» **PROBLEM TO SOLVE**: Can you turn every line of the data below into a numbered list, leaving out any blank lines?

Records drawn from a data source
-*-*-
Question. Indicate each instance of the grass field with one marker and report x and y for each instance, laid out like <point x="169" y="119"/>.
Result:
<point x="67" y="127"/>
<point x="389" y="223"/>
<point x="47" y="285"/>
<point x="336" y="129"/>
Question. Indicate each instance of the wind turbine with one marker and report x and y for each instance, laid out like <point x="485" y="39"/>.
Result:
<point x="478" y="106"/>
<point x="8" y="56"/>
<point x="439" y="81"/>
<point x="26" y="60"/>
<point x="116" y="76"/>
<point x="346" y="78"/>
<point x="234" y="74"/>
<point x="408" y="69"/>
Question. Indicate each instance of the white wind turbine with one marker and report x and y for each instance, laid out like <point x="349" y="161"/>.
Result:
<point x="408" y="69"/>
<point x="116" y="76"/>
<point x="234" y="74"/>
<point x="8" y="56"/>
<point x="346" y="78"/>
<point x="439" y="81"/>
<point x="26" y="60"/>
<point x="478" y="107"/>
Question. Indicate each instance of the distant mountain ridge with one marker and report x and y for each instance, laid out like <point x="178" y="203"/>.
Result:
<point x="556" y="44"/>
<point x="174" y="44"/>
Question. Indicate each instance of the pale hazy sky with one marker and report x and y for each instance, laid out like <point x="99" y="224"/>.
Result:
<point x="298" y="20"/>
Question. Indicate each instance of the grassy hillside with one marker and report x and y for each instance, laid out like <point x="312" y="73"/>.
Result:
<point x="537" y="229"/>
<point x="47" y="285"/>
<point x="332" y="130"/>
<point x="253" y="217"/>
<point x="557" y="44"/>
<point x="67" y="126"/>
-*-*-
» **OUTPUT FOR THIS TASK**:
1. Question. Indicate each instance of the grass field with one marker and report x and y for each instance, laid out like <point x="169" y="119"/>.
2. Result:
3. <point x="67" y="127"/>
4. <point x="389" y="223"/>
5. <point x="47" y="285"/>
6. <point x="336" y="129"/>
7. Question. Indicate each instance of the wind turbine with one marker and report x and y for each instance, laid out like <point x="485" y="39"/>.
8. Result:
9. <point x="478" y="106"/>
10. <point x="8" y="56"/>
11. <point x="439" y="81"/>
12. <point x="26" y="60"/>
13. <point x="116" y="76"/>
14. <point x="346" y="78"/>
15. <point x="234" y="74"/>
16. <point x="408" y="69"/>
17. Question. Indicate each instance of the white wind turbine with one marker and report x and y for each instance, laid out like <point x="349" y="161"/>.
18. Result:
19. <point x="408" y="69"/>
20. <point x="116" y="76"/>
21. <point x="234" y="74"/>
22. <point x="8" y="56"/>
23. <point x="346" y="78"/>
24. <point x="439" y="81"/>
25. <point x="26" y="60"/>
26. <point x="478" y="107"/>
27. Question. Indicate each instance of the distant mountain ridge with one marker and report x and y for each instance, laid out like <point x="178" y="203"/>.
28. Result:
29. <point x="556" y="44"/>
30. <point x="174" y="44"/>
31. Question. Indicate each instance of the pale hazy sky with one marker and report x and y for each instance, laid out like <point x="99" y="224"/>.
32. Result:
33. <point x="298" y="20"/>
34. Question. Indicate each instance of the grassy hillside with one marker and report x and y for each instance, laid out like <point x="312" y="73"/>.
35. Result:
36. <point x="537" y="229"/>
37. <point x="47" y="285"/>
38. <point x="332" y="130"/>
39. <point x="253" y="217"/>
40. <point x="557" y="44"/>
41. <point x="67" y="126"/>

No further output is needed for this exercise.